Exercise brief » Can you write out every line of the data below with no changes at all?

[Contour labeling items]
/---

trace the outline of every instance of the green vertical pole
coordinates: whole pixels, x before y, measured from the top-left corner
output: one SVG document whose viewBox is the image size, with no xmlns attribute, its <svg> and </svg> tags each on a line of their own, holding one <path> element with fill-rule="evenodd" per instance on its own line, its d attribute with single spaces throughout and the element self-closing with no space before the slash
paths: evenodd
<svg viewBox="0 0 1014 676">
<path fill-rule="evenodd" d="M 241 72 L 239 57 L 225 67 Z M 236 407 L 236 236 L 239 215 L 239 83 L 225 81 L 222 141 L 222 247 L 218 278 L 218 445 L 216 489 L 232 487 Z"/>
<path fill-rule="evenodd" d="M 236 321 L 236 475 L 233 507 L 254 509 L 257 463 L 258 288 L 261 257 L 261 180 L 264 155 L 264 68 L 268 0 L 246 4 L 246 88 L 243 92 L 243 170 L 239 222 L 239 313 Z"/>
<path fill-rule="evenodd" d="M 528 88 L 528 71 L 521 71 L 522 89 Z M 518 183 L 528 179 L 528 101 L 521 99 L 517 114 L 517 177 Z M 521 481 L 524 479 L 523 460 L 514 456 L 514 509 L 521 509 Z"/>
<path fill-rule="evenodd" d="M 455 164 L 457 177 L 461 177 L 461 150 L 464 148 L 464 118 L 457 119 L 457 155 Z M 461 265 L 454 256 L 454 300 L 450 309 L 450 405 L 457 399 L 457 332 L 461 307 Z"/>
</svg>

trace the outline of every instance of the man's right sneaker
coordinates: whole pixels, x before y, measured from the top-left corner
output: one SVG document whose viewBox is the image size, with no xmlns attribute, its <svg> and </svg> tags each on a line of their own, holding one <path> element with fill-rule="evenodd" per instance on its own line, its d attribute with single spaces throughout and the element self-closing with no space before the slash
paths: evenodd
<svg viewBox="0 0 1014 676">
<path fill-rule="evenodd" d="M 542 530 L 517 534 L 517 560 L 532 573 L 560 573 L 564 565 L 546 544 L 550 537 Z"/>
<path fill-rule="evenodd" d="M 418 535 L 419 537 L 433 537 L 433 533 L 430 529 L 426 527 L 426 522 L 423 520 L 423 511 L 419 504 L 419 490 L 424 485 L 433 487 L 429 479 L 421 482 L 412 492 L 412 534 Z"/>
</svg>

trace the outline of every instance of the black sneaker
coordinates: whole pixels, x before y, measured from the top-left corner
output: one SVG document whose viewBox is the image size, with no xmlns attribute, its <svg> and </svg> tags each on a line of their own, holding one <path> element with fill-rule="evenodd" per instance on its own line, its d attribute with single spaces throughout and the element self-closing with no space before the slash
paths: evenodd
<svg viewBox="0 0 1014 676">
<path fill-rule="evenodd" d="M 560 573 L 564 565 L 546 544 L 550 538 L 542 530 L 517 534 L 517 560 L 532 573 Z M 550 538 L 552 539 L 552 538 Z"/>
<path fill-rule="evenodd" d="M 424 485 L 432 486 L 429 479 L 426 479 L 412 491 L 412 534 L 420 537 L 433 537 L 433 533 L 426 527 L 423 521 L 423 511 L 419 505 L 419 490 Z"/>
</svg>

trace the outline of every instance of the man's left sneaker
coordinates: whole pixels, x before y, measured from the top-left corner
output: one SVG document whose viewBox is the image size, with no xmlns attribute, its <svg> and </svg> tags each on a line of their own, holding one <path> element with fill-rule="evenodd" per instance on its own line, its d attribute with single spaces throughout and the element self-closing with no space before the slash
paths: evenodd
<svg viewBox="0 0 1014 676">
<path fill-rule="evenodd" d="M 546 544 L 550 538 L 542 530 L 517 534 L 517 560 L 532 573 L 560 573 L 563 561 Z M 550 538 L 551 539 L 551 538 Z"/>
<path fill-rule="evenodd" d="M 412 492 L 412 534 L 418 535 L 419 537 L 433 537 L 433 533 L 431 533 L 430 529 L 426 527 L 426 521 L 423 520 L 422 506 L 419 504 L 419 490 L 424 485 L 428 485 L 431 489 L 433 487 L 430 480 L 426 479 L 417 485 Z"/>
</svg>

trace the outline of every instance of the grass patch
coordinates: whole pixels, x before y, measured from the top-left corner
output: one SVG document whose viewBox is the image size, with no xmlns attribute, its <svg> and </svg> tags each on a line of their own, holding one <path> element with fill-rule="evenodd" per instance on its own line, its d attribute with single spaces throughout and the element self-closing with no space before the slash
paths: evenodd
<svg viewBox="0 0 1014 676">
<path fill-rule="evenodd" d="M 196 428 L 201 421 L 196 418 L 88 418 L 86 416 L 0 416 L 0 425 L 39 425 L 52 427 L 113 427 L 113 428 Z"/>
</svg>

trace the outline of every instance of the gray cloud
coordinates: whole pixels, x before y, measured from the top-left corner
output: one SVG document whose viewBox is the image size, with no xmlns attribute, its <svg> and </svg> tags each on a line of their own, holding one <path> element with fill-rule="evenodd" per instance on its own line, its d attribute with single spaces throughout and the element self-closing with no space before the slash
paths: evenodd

\---

Task answer »
trace the outline of every instance of the green vertical pole
coordinates: whole pixels, x before y, measured from the top-left corner
output: one SVG document whose viewBox is the image size, with no xmlns attribute, its <svg> and </svg> tags each on a line of their own, holding one <path> element with fill-rule="evenodd" per instance on its own line, its d attribute with single spaces throughout and the element self-closing with no space before the slash
paths: evenodd
<svg viewBox="0 0 1014 676">
<path fill-rule="evenodd" d="M 241 72 L 239 57 L 225 67 Z M 236 407 L 236 236 L 239 215 L 239 83 L 225 81 L 222 141 L 222 247 L 218 278 L 218 445 L 216 489 L 232 487 Z"/>
<path fill-rule="evenodd" d="M 236 321 L 236 475 L 233 507 L 254 509 L 257 463 L 258 288 L 261 257 L 261 180 L 264 155 L 264 68 L 268 0 L 246 4 L 246 88 L 243 92 L 243 170 L 239 222 L 239 313 Z"/>
<path fill-rule="evenodd" d="M 528 88 L 528 71 L 521 71 L 522 89 Z M 518 183 L 528 179 L 528 101 L 521 99 L 517 114 L 517 177 Z M 521 481 L 524 479 L 523 460 L 514 456 L 514 509 L 521 509 Z"/>
<path fill-rule="evenodd" d="M 455 164 L 457 177 L 461 177 L 461 150 L 464 148 L 464 118 L 457 119 L 457 155 Z M 461 265 L 454 256 L 454 300 L 450 309 L 450 405 L 457 399 L 457 332 L 461 307 Z"/>
</svg>

trace the outline of every instance of the man's right sneaker
coordinates: whole pixels, x before y, measured from the top-left corner
output: one SVG document whose viewBox is the image size, with no xmlns attribute, its <svg> and </svg> tags each on a line of their own, holding one <path> element with fill-rule="evenodd" per instance on its own line, its d attribute with single spaces throughout and the element self-closing with no space before the slash
paths: evenodd
<svg viewBox="0 0 1014 676">
<path fill-rule="evenodd" d="M 542 530 L 517 534 L 517 560 L 532 573 L 560 573 L 564 565 L 546 544 L 550 537 Z"/>
<path fill-rule="evenodd" d="M 418 535 L 419 537 L 433 537 L 433 533 L 430 529 L 426 527 L 426 522 L 423 520 L 423 511 L 419 504 L 419 490 L 424 485 L 433 487 L 429 479 L 421 482 L 412 492 L 412 534 Z"/>
</svg>

trace the outline of every instance of the black sneaker
coordinates: whole pixels, x before y, measured from the top-left corner
output: one SVG document whose viewBox is the image size, with no xmlns attribute, its <svg> and </svg> tags each on a line of their own, holding one <path> element with fill-rule="evenodd" per instance on its own line, its d attribute with single spaces throughout and the element self-closing with no space before the slash
paths: evenodd
<svg viewBox="0 0 1014 676">
<path fill-rule="evenodd" d="M 560 573 L 564 565 L 546 544 L 550 538 L 542 530 L 517 534 L 517 560 L 532 573 Z M 550 538 L 552 539 L 552 538 Z"/>
<path fill-rule="evenodd" d="M 424 485 L 432 486 L 429 479 L 426 479 L 412 491 L 412 534 L 420 537 L 433 537 L 433 533 L 426 527 L 423 521 L 423 511 L 419 505 L 419 490 Z"/>
</svg>

trace the outline of every instance of the man's left sneaker
coordinates: whole pixels, x before y, measured from the top-left corner
output: one SVG document whose viewBox is the image size, with no xmlns attribute, its <svg> and </svg> tags each on a line of their own, holding one <path> element with fill-rule="evenodd" per instance on its own line, its d attribute with single spaces throughout and the element self-closing with no space before the slash
paths: evenodd
<svg viewBox="0 0 1014 676">
<path fill-rule="evenodd" d="M 546 544 L 550 538 L 542 530 L 517 534 L 517 560 L 532 573 L 560 573 L 563 561 Z M 550 538 L 551 539 L 551 538 Z"/>
<path fill-rule="evenodd" d="M 412 492 L 412 534 L 418 535 L 419 537 L 433 537 L 433 533 L 431 533 L 430 529 L 426 527 L 426 521 L 423 520 L 422 506 L 419 504 L 419 490 L 424 485 L 428 485 L 431 489 L 433 487 L 430 480 L 426 479 L 417 485 Z"/>
</svg>

trace the outline of every instance of the grass patch
coordinates: whole pixels, x before y, measured from the top-left corner
output: one SVG document whose viewBox is the image size, with no xmlns attribute, its <svg> and </svg> tags each on a line of their own, holding one <path> element with fill-rule="evenodd" per instance on its own line, its d attribute with single spaces throughout and the element self-closing with no space before the slash
paths: evenodd
<svg viewBox="0 0 1014 676">
<path fill-rule="evenodd" d="M 196 428 L 201 421 L 196 418 L 88 418 L 86 416 L 0 416 L 0 425 L 39 425 L 52 427 L 113 427 L 113 428 Z"/>
</svg>

trace the outline of every instance of the gray cloud
coordinates: whole pixels, x before y, measured from the top-left corner
output: one SVG document whose viewBox is the image size, with no xmlns attribute, its <svg> and </svg> tags each on a line of their own, holding one <path> element with fill-rule="evenodd" per instance on its own line, its d attribute with single spaces throughout and the element self-closing with no space before the slash
paths: evenodd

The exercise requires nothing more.